- _Task description_
Reproduce the records below with every "Audit flag" replaced by "Review note" and nothing else altered.

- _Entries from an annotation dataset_
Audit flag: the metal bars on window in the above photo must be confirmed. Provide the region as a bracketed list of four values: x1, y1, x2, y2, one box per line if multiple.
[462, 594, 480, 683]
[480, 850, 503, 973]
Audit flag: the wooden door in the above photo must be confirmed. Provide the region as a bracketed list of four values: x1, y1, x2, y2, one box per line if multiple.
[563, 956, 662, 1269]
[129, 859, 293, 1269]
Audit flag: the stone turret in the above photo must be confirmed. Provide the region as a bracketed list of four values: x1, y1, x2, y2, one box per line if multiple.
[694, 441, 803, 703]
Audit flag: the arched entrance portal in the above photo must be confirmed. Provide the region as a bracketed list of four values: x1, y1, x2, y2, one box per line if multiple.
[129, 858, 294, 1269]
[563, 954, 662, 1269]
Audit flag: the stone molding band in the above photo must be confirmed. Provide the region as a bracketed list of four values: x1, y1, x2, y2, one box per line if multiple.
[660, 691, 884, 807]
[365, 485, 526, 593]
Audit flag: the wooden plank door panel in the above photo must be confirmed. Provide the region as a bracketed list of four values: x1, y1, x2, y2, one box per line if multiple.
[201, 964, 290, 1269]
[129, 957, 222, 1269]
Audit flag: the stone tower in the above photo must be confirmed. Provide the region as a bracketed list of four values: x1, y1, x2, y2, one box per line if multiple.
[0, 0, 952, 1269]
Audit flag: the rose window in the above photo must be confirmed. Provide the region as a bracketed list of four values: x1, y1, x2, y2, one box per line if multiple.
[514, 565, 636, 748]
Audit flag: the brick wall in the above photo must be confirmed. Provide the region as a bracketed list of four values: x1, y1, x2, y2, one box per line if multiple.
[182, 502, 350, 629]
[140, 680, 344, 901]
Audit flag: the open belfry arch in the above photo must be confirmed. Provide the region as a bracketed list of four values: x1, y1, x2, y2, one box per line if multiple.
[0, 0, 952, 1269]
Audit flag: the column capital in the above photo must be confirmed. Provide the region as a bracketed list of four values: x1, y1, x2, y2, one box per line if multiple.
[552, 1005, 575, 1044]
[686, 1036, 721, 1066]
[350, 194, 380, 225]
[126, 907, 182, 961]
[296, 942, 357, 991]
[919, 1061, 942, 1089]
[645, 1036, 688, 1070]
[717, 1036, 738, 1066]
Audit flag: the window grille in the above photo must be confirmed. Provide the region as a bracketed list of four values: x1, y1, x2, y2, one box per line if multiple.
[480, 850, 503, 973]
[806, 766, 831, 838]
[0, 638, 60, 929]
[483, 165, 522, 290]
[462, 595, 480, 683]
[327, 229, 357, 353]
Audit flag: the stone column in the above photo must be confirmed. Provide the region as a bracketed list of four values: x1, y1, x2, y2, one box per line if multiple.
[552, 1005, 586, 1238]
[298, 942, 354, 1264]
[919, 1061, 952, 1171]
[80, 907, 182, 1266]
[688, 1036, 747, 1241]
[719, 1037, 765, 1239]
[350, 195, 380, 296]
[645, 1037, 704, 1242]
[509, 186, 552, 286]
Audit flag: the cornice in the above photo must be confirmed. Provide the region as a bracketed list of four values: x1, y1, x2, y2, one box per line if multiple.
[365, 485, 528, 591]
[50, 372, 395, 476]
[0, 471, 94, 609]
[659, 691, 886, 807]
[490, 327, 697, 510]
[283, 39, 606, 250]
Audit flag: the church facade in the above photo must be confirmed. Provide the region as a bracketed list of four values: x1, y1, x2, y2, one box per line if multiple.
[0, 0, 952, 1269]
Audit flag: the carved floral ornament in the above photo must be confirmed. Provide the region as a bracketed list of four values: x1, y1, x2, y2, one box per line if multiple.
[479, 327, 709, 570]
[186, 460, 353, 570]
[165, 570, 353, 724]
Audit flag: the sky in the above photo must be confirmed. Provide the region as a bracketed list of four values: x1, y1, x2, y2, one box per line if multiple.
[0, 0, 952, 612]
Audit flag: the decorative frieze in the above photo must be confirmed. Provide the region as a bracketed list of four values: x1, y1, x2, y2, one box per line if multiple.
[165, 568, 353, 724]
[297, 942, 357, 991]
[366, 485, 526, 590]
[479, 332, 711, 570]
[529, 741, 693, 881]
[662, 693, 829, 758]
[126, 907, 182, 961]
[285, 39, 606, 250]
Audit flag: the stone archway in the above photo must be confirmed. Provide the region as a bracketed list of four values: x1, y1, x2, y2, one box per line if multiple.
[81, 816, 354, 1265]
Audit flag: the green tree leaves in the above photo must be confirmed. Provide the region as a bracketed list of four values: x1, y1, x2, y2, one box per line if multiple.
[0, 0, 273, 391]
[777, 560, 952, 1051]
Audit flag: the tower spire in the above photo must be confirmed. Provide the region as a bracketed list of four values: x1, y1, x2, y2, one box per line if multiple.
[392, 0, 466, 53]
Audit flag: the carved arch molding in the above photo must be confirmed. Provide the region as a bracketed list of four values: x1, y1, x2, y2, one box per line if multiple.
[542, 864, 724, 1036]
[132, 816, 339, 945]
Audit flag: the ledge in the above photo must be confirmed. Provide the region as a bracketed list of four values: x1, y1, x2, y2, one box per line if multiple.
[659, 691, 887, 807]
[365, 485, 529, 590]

- _Complete answer_
Review note: the metal bars on window in the above photo must be confirmed. Provide the region as a bracketed list of four values: x1, y1, x2, y2, one box per line if multiple.
[462, 594, 480, 683]
[480, 850, 503, 973]
Review note: the wooden door in the above photo must be confirmed. Provide the region as a bracketed list of four values: x1, y1, x2, y2, one box per line if multiple.
[563, 956, 662, 1269]
[129, 859, 293, 1269]
Review note: the stone turret in the above photo must be confirmed. Provide the region as a bracketed list of four values: x1, y1, x2, y2, one box per line if multiple.
[694, 441, 803, 703]
Review note: the arched entrance portal in the above photo must be confirmed. Provide the region as a bracketed list of four values: x1, y1, x2, y2, one box per line if multiple.
[129, 858, 294, 1269]
[563, 954, 662, 1269]
Review note: the stone molding band in the above photo must be confirmed. Provide the region as a bracketed list of four values: x1, y1, x2, y2, one box per line if multiple.
[660, 691, 884, 807]
[365, 485, 526, 593]
Review note: the wooden plank door panel in the above photo must be confirmed. Provide the region as a bracketed list of four values: x1, y1, x2, y2, one box per line if multiple.
[201, 964, 290, 1269]
[129, 957, 222, 1269]
Review note: the stone tower in the above photo must be confirmed. Provide the region as a bracketed list of four values: x1, y1, x2, y2, one box per line if multiple.
[0, 0, 952, 1269]
Review note: the rose window in the above photo must be confirmed. Provide the region as a bracketed list of four values: x1, y1, x2, y2, one box per line if multiple.
[514, 565, 636, 748]
Review note: the brick wall in the above photo must be confirmed. Provide the region as a bracketed list of four values: x1, y1, x2, y2, one box per line if multiple.
[182, 502, 350, 629]
[140, 680, 344, 901]
Review note: the open belfry arch in the above photo must be confirmed. Provide the region as a bracketed list of four values: x1, y1, x2, y2, one box per line if multiple.
[0, 0, 952, 1269]
Review note: the column capital in the above photo must be confirmed. Provide the region as a bracketed list of four values: x1, y1, x2, y2, one box per line if multiple.
[552, 1005, 575, 1044]
[686, 1036, 721, 1066]
[350, 194, 380, 225]
[126, 907, 182, 961]
[296, 942, 357, 991]
[919, 1061, 942, 1089]
[645, 1036, 688, 1070]
[717, 1036, 738, 1066]
Review note: the window grille in the above photo must be confirmed. Provide the region as a bracketed list of four values: x1, y1, x2, y2, one box per line if multiple.
[480, 850, 503, 973]
[806, 766, 831, 838]
[0, 638, 60, 929]
[483, 165, 522, 290]
[462, 595, 480, 683]
[327, 229, 357, 353]
Review note: the stone column in the above photo must be confirmed. Provide the region as a bracketed list of four values: x1, y1, x2, y2, one box per line if multiple.
[552, 1005, 586, 1238]
[298, 942, 354, 1264]
[919, 1061, 952, 1171]
[80, 907, 182, 1266]
[688, 1036, 747, 1241]
[719, 1037, 765, 1239]
[350, 195, 380, 296]
[645, 1037, 704, 1242]
[509, 186, 552, 286]
Review note: the cornice in the above photo must be confirmed. Provide the region as a bracketed list of four values: x1, y1, x2, y2, one box per line if multiple.
[365, 485, 528, 591]
[50, 372, 395, 476]
[0, 471, 94, 609]
[659, 691, 886, 807]
[490, 327, 697, 510]
[283, 39, 606, 250]
Review note: the church facade in the above photo must be confirmed. Provide the region as a bracketed list of four values: x1, y1, x2, y2, one box per line if multiple.
[0, 0, 952, 1269]
Review note: the carved floral ornament in the above photo must be confirmed. Provide the region as a bracketed list of four values: x1, y1, x2, y2, one box per line if multiple.
[479, 327, 709, 570]
[186, 460, 353, 570]
[165, 570, 353, 724]
Review note: the sky in the above photo must be confirmed. Provide the region as a bracketed list of four values: x1, y1, x2, y2, one box per line if multiple.
[0, 0, 952, 612]
Review note: the decorative frieze in the above photo must be confirmed. Provide the region as a bracketed list of four values: x1, y1, x2, y2, one box per line if multiple.
[165, 568, 353, 724]
[297, 942, 357, 991]
[366, 485, 526, 590]
[479, 332, 711, 570]
[529, 741, 693, 881]
[662, 693, 829, 758]
[126, 907, 182, 961]
[285, 39, 606, 250]
Review note: the stone archway in the above photo must be confirmed. Provide the region as a bracketed list of four values: x1, y1, x2, y2, one box per line if multiple.
[81, 816, 354, 1265]
Review note: the green tree leaves in the above photo must be confirmed. Provide the region as a bracketed list of four values: x1, y1, x2, y2, one box per line if multiple.
[0, 0, 273, 391]
[777, 560, 952, 1051]
Review note: the tower spire in the above photo must be confirmed. Provide the region as a bracketed list of four values: x1, y1, x2, y2, one box per line if multiple.
[392, 0, 466, 53]
Review note: the carved arch molding in the above photo must be confirmed. Provide the region as a bracketed list of four values: x1, y1, x2, y2, one box per line if multiple.
[542, 864, 724, 1036]
[132, 816, 339, 945]
Review note: the ledge in the above photo must be confirmed. Provide the region as a bracketed list of four values: x1, y1, x2, y2, one box per line if multiple.
[659, 691, 887, 807]
[365, 485, 529, 590]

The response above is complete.